> ОТРЫВОК
Теоретические воззрения, принадлежащие собственно автору, носят на себе отпечаток односторонности, составляющей последствие сильной стороны его таланта, т. е. способности живописать отдельные явления. Всякий живописец, для того, чтобы картина была верна, должен рисовать ее с одной точки. Если он строго соблюдет при этом отношение света и тени, изображение выходит до того художественно, что дает возможность дополнять воображением то, что находится и за этой, одной только, представленной стороной. Как всякое верное воплощение идеи, такое изображение проявляет ее всю, не смотря на то, что воспроизводит только одну ее сторону. От этого и происходит, что художественное произведение наводит иногда критика на такие мысли, которые самому художнику может быть и не приходили в голову в момент творчества.
Условия верного воспроизведения16 той же идеи не посредством образов, а путем умозаключений, совершенно иные: кто берется за подобную задачу, тот должен исследовать идею уже не с одной какой либо, а с возможно большого числа сторон; иначе вывод получится односторонний, чтобы не выразиться иначе. Понятно, что кто привык работать в сфере, требующей для выполнения задачи не сходить, так сказать, с одной точки, тот, при малейшей оплошности, впадет в эту манеру и там, где она совершенно перестает соответствовать природе поставленной цели. От этого и происходит, что большинство живописцев - плохие философы, и на оборот: почти все философы - плохие живописцы, разумея, конечно, живопись словом. Первым трудно сдвинутся с одной точки зрения; вторым, напротив, невозможно установиться на одной точке зрения. Бывают исключения17, но они до такой степени редки, что за всю жизнь человечества их считают единицами.

> ЗАПИСАННЫЕ ДАННЫЕ
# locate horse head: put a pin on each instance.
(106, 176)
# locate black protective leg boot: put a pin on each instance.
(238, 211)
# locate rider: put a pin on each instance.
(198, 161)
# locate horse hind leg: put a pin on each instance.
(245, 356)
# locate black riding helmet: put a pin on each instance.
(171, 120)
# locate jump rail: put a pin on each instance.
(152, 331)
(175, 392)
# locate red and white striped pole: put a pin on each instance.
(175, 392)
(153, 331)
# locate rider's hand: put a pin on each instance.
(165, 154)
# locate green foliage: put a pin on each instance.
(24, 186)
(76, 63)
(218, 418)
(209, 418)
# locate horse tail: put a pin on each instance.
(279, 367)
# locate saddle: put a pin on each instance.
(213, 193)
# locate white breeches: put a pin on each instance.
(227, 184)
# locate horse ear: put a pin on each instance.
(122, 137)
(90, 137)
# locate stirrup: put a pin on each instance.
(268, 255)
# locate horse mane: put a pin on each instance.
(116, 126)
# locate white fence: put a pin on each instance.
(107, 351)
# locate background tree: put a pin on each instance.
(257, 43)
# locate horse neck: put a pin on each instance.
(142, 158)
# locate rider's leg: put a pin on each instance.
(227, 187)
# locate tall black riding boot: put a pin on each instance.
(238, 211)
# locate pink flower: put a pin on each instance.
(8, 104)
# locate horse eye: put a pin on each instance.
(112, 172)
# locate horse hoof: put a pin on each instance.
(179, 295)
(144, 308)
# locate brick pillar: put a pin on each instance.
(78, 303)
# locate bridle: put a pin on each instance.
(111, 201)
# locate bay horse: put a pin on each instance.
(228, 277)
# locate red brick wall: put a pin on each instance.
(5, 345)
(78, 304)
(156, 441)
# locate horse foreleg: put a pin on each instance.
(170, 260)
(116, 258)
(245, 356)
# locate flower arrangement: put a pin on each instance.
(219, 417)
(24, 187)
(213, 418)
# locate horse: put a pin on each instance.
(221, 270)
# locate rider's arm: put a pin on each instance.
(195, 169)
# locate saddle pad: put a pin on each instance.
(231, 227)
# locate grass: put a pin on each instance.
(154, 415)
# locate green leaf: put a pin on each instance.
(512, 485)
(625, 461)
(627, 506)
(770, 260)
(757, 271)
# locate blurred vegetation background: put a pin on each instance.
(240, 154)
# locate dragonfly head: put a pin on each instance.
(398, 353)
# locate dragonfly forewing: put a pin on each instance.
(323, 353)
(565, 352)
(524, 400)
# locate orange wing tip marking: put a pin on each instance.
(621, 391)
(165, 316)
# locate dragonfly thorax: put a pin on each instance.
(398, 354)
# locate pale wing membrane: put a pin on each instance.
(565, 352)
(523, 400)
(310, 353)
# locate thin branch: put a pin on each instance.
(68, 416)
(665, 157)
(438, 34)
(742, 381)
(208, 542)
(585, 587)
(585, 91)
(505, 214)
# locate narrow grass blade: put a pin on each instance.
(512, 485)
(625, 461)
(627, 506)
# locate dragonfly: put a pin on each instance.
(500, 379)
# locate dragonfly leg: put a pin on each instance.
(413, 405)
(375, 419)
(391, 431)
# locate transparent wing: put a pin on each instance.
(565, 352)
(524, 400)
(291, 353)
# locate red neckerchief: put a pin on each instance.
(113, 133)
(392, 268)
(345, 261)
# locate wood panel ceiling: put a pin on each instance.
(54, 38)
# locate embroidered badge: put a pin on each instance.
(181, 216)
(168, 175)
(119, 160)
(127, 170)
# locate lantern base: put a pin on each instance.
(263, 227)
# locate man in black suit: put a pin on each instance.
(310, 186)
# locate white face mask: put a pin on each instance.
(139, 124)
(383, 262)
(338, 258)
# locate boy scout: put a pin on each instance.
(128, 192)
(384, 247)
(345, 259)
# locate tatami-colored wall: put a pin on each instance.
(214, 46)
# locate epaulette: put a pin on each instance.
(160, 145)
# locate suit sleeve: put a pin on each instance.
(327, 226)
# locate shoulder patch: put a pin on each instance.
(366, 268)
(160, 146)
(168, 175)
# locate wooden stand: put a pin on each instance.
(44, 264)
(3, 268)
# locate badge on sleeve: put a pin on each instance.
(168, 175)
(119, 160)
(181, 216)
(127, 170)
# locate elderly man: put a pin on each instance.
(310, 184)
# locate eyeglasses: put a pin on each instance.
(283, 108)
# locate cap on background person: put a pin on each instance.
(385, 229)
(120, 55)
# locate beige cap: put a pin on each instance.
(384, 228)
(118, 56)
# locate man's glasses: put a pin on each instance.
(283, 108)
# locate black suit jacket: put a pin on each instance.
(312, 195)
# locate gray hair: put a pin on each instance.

> ЧТО СДЕЛАТЬ
Продолжите отрывок о различии между живописцем и философом, начав сразу после его последнего предложения. Записи представляют собой самостоятельный материал.

> ОТВЕТ
Лучшее подтверждение сказанному - Гоголь: всякий знает пропасть, отделяющую первую часть его "Мертвых Душ" от "переписки с друзьями". Сильный в одном известном направлении, он потерпел полное фиаско, как только вздумал сойти с этого направления.
Подобные уклонения не ограничиваются тем, что способный дать превосходные образы дает плохие отвлеченные рассуждения; они ведут дальше, ибо отражаются впоследствии и на художественности самих образов, которые автор стремится, может быть незаведомо для самого себя, вогнать в мерку проводимых им отвлеченных воззрений. Никто, конечно, не поставит рядом у того же Гоголя хоть "добродетельного" напр. откупщика Муразова, нравоучительного Костанжогло с любым из героев первой части "Мертвых душ".
То же случилось и с гр. Толстым, хотя не в такой степени, и не дай Бог, конечно, чтобы оно когда либо дошло до такой степени.18
В IV части своего труда он нарушает иногда художественную гармонию изображения, чтобы подтвердить свои воззрения на историю и на военное дело.
Система его воззрений, собственно исторических, приводится к следующему:
Война - событие, противное человеческому разуму и всей человеческой природе; причины, которые выставляются историками войне 12 года, несостоятельны: "для нас непонятно, чтобы миллионы людей - христиан убивали и мучили друг друга, потому что Наполеон был властолюбив, Александр тверд, политика Англии хитра и герц. Ольденбургский обижен. Нельзя понять, какую связь имеют эти обстоятельства с фактом убийства и насилия ".
Ответим на это, во первых, что война есть дело, противное не всей человеческой природе, а только одной стороне этой природы, - именно человеческому инстинкту самосохранения, что далеко не одно и то же. В человеке этот инстинкт играет весьма видную, но далеко не исключительную роль: так, в порядочном человеке и в порядочном народе он подчиняется чувству личного достоинства,19 которое находит опору в свойствах, столь же естественных, как самосохранение, и вместе с тем прямо ему противоположных, - именно: в чустве самоотвержения, отваге, упорстве и т. п. Взяв это в расчет, односторонность положения гр. Толстого открывается сама собою; он мог сказать, что война противна человеческому инстинкту самосохранения - и только; но вовсе не противна всей человеческой природе и в особенности разуму.
Иногда она противна разуму, иногда нет: зависит от того, за что война ведется. Как сила вершающая, разум не подчиняется никаким узеньким нормочкам азбучной морали.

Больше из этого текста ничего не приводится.